Labeled-object pointing entries:
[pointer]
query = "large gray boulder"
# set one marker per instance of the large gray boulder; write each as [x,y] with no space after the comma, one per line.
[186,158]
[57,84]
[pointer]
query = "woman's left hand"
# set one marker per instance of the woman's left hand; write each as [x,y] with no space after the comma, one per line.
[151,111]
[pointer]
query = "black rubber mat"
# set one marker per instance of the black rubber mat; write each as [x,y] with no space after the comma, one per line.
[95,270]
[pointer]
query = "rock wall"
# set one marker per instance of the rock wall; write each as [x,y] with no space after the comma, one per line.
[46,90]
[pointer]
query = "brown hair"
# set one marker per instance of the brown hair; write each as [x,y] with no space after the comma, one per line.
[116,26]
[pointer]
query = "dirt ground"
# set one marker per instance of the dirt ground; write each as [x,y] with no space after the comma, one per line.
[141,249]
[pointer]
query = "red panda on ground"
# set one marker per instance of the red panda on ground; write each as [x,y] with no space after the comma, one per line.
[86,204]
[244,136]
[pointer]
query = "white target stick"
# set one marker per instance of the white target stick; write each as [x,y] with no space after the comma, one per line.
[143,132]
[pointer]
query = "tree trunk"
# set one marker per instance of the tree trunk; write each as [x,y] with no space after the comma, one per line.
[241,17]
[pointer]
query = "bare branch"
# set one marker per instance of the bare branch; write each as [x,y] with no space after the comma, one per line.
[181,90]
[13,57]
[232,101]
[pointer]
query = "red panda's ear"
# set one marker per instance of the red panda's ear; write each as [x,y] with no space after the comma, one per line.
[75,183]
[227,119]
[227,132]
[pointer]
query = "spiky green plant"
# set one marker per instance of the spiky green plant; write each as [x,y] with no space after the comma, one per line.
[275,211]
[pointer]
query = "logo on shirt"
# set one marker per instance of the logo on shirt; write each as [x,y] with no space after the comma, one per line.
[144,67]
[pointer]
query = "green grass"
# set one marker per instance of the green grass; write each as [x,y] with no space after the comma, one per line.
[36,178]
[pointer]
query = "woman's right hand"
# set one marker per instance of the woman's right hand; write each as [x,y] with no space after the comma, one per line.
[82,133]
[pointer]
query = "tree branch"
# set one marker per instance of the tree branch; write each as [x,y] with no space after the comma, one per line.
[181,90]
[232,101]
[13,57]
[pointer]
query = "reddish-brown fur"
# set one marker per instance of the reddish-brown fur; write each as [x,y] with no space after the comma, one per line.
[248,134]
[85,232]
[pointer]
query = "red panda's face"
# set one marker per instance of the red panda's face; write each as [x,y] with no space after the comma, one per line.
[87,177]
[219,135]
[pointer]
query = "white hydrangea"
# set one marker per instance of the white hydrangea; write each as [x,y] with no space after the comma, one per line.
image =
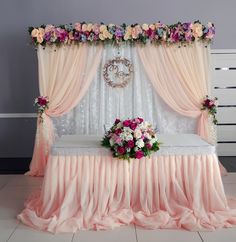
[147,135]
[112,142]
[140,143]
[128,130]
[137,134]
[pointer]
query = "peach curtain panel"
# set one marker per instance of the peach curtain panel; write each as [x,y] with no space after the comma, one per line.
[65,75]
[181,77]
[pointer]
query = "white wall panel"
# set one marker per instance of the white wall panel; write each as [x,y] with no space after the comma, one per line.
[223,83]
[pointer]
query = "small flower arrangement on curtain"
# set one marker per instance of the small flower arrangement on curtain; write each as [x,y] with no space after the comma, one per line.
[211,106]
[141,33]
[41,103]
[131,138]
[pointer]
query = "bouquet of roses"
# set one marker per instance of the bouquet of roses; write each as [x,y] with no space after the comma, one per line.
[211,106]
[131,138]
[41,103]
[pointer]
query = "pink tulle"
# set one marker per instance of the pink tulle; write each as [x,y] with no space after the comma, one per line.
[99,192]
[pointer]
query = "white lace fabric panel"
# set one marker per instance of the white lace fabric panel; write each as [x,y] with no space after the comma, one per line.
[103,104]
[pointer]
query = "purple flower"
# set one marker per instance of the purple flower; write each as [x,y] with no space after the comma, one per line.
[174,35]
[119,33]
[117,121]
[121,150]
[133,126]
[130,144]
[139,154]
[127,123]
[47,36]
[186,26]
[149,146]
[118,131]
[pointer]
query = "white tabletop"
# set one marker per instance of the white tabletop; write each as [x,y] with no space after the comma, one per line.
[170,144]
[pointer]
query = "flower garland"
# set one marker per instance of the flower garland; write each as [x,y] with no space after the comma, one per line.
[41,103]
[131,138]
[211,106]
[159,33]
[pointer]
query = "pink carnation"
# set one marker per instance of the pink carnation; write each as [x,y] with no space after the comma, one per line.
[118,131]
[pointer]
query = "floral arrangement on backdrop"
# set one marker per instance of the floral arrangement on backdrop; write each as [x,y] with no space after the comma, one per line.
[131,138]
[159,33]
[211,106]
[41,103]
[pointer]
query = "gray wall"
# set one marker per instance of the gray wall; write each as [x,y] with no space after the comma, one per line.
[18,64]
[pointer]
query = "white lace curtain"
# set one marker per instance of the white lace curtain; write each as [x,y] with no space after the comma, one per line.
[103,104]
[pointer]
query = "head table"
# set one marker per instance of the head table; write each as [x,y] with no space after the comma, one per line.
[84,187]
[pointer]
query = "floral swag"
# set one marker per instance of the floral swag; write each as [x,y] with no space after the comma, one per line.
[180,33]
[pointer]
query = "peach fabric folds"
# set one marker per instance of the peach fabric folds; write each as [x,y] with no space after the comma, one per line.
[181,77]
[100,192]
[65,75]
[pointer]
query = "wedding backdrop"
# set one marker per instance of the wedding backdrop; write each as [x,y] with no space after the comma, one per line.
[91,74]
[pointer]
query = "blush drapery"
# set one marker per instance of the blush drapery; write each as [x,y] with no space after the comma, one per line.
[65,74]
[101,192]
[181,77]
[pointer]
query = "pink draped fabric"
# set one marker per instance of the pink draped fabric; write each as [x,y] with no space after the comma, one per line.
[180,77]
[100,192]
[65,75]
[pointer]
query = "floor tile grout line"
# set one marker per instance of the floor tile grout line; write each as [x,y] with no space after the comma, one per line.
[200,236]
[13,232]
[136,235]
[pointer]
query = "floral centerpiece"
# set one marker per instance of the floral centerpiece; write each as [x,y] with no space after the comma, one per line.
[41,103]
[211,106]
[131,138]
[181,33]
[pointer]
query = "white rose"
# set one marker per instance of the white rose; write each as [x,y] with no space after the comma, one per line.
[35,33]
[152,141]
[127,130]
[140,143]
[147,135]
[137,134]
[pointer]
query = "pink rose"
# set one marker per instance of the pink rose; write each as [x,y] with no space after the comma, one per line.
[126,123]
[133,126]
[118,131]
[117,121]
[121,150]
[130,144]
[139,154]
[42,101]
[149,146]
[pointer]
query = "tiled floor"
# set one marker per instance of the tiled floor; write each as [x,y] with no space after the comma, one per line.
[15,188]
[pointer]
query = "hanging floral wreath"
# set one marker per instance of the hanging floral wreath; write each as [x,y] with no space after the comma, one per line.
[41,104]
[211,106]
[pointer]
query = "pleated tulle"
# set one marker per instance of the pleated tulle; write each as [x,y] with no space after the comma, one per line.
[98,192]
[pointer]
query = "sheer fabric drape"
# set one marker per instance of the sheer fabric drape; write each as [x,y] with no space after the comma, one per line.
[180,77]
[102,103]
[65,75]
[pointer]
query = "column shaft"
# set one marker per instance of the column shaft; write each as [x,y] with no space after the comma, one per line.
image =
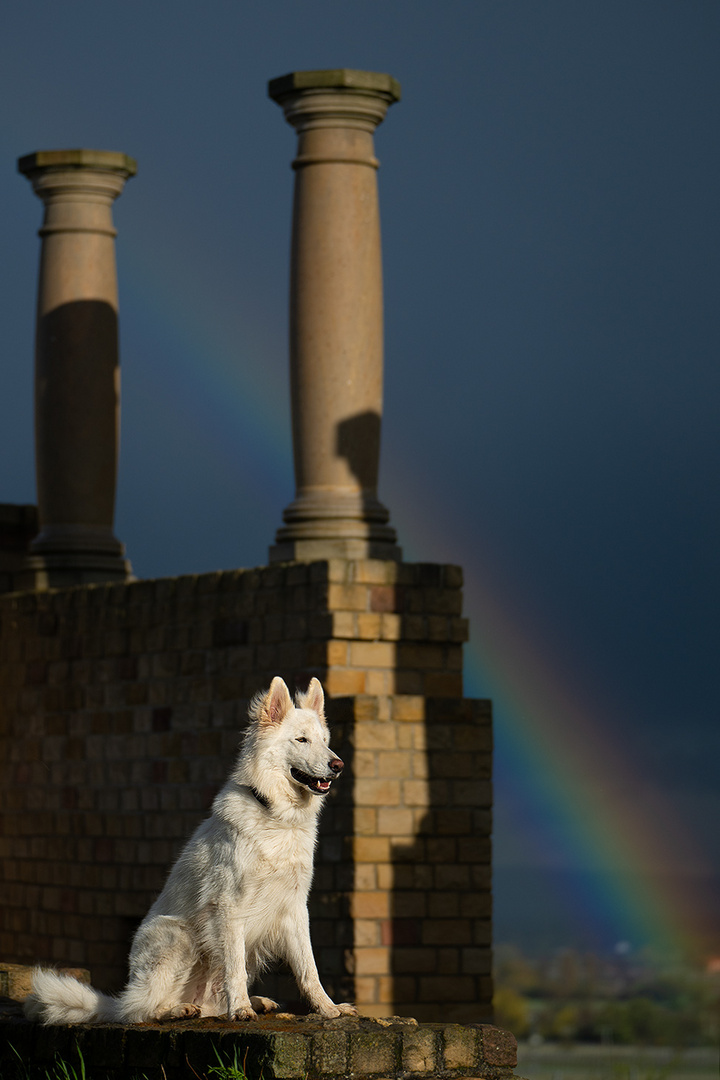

■ Set task ■
Set down all the data again exactly as above, pictures excluded.

■ Exercise answer ■
[pointer]
query = "large gray boulder"
# set one marker per instance of the large gray boulder; write each as [x,y] with no space after the comma, one per line.
[186,158]
[57,84]
[pointer]
query = "woman's left hand"
# set one marker per instance of the woman's left hand; write each as [x,y] with no space after the comma, one per line.
[151,111]
[pointer]
query = "black rubber mat"
# set one marker per instance of the black rubber mat; write each as [x,y] with no space after the comma, one per line.
[95,270]
[pointer]
query = "rock wall"
# set one marker per instance of the rock wall; write each as [x,y] with no space after the comma, one per line.
[46,90]
[pointer]
query = "brown hair"
# set one marker per instance of the brown hair; write each as [x,y] with no space after the comma, one per line.
[116,26]
[pointer]
query = "dirt ground"
# set one marker per instance of the dirt ground; write each as [x,y] with no space after the comma, one per line.
[141,249]
[pointer]
query = "red panda on ground"
# set one marker per instance of the red panda on ground; write each as [x,y] with no space after the comma, one per line.
[86,204]
[244,136]
[pointer]
query = "white target stick"
# set one marker per instance of the white target stick; write each as [x,y] with no space after the comma, one per line.
[143,132]
[pointer]
query = "tree trunk"
# set one marker per instance of the tree trunk; write each as [x,y] with no space after the comma, one per line.
[241,17]
[pointer]
query = "bare branch"
# set one marker per instance of the bare branch; write each as [x,y] with no space after the comma, one per line.
[181,90]
[13,57]
[232,101]
[pointer]
query = "red panda's ear"
# set one marker per instance of the red panda's ear; write each as [x,y] with no space after the comma, one per line.
[75,183]
[227,119]
[227,132]
[pointer]
query = "spiky green plant"
# set one marker per instance of the spiky green plant; write each as [x,y] with no space after the comma, one per line.
[275,211]
[pointer]
query = "logo on shirt"
# set one marker per instance of the logo on shirt; write each as [x,y] with no space after the comma, one per line.
[144,67]
[pointer]
query = "green grass"
# set one marker per instance of the green grass; write each as [x,y] with no space after the comma, one per line.
[36,178]
[pointer]
query = "woman's right hand"
# set one marker per instance of the woman's right hand; write each as [x,y] with no space after the comma, one per line.
[82,133]
[pointer]
query = "tree branch"
# set one marker per instance of the tree branch; write each as [x,y] with no space after the comma, one per line.
[181,90]
[232,101]
[13,57]
[pointer]
query = "reddish-brown fur"
# set one marker per instance of the reddish-brown fur; write each as [x,y] with no space after the comma, one per line.
[248,134]
[85,232]
[pointer]
query = "red panda's face"
# set one marker per instance of the red panda's face; write each as [x,y] with no space after the comma, one per line.
[87,177]
[219,135]
[pointer]
query = "white hydrangea"
# set one marker per instance of the white hydrangea; write each as [x,y] with no space after the comma, one per line.
image =
[147,135]
[112,142]
[140,143]
[128,130]
[137,134]
[pointer]
query = "peach curtain panel"
# set one marker per instance of the peach curtain panel; write each as [x,y] with no space after the comma, one per line.
[65,75]
[181,77]
[pointer]
query = "white wall panel"
# set one marker per instance of the white wall panel; write each as [x,y] with no space after the comma, one per line.
[223,83]
[pointer]
query = "small flower arrangement on curtain"
# set one marker per instance of the small flower arrangement on curtain; write each as [x,y] with no space after the comma, one per line.
[211,106]
[141,33]
[41,103]
[131,138]
[pointer]
query = "bouquet of roses"
# set one marker per instance of the bouquet of roses; write each as [x,y] with no space after the comma, one per line.
[211,106]
[131,138]
[41,103]
[pointer]
query = "pink tulle"
# set one marker per instance of the pink tulle; write each as [x,y] with no space after the comma, one per line.
[99,192]
[pointer]
query = "white lace fabric panel"
# set one marker per instance of the white lace fabric panel; write each as [x,y] with no space after the comma, one per line.
[103,104]
[pointer]
query = "purple flower"
# set one marker per instance of the purple flower; write each as [x,y] with no space after the comma, one per line.
[174,35]
[119,33]
[117,121]
[121,150]
[133,126]
[130,144]
[139,154]
[127,123]
[47,36]
[186,26]
[149,146]
[118,131]
[pointer]
query = "white tabletop"
# set one marker per instance of the white tabletop; write each as [x,y] with no space after the comma, one per line.
[170,144]
[pointer]
query = "flower garland"
# set one marker per instance of the flower garland; write each as [x,y] with no space after the comma, one per line.
[41,103]
[131,138]
[211,106]
[159,33]
[pointer]
query = "pink carnation"
# set one marker per instance of the pink carnation; write each as [x,y] with no space after the comma, one per line.
[118,131]
[pointer]
query = "floral arrangement on backdrop"
# set one marker per instance of the floral arrangement on backdrop; write each as [x,y] with no space after the comma, one per line.
[131,138]
[159,33]
[211,106]
[41,103]
[pointer]
query = "gray wall"
# set one marker per instance of the gray wall; write each as [x,y] with no space after the comma, one per line.
[18,64]
[pointer]
query = "white lace curtain"
# set one marker per instance of the white lace curtain; write each as [x,y] with no space after the comma, one per line.
[103,104]
[pointer]
query = "head table"
# set one marker per instance of the head table; write each as [x,y] with no space after the comma, one per line.
[84,187]
[pointer]
query = "floral swag"
# set one marker per instance of the floral swag; write each as [x,y] with no space after the comma, one per line.
[180,33]
[pointer]
query = "peach fabric folds"
# set one marker per instance of the peach fabric folds; write each as [x,y] with no space after the comma, one per line.
[181,77]
[100,192]
[65,75]
[pointer]
query = "wedding backdrop"
# set one marker per instance of the wedding backdrop; write each as [x,y] with no space after the comma, one per line.
[91,74]
[pointer]
query = "blush drapery"
# set one marker per instance of the blush drapery; write each as [x,y] with no space after the comma, one per line.
[65,74]
[101,192]
[181,77]
[pointer]
query = "pink draped fabric"
# set one marker per instance of the pink draped fabric; write each as [x,y] with no space after the comma, one per line.
[180,77]
[100,192]
[65,75]
[pointer]
query = "floor tile grout line"
# set one marker per instance of the floor tile grout line; write each as [x,y] with no space after the comma, one per line.
[200,236]
[13,232]
[136,235]
[pointer]
query = "floral centerpiece"
# set one marker per instance of the floral centerpiece; write each as [x,y] with no space after the comma, one per line.
[41,103]
[211,106]
[131,138]
[181,33]
[pointer]
query = "white rose"
# set one marker per instance of the white rose; write each as [x,y] with no space after the comma, one per line.
[35,33]
[152,141]
[127,130]
[140,143]
[147,135]
[137,134]
[pointer]
query = "pink rose"
# set one marker per instance of the pink rose; write each as [x,y] with no space after the comma, one per line.
[126,123]
[133,126]
[118,131]
[117,121]
[121,150]
[130,144]
[139,154]
[42,101]
[149,146]
[pointer]
query = "tiled floor"
# set one marker per instance of the tiled floor; write each as [x,y] with no space after the comma, one per line.
[15,188]
[pointer]
query = "hanging floral wreath"
# set one marker per instance of the hanging floral wreath; write each as [x,y] with no space after the comma, one per line.
[41,104]
[211,106]
[pointer]
query = "pleated tulle"
# set one marker per instance of the pleated tulle; write each as [x,y] with no space after the comma, one per line.
[98,192]
[pointer]
query = "sheer fabric drape"
# set one marker per instance of the sheer fabric drape; write each as [x,y] with no space after the comma, one per line.
[180,77]
[102,103]
[65,75]
[pointer]
query = "column shaft"
# set one marker per instance of the column shaft; write each as [x,y] with no space after the comma, one per line.
image =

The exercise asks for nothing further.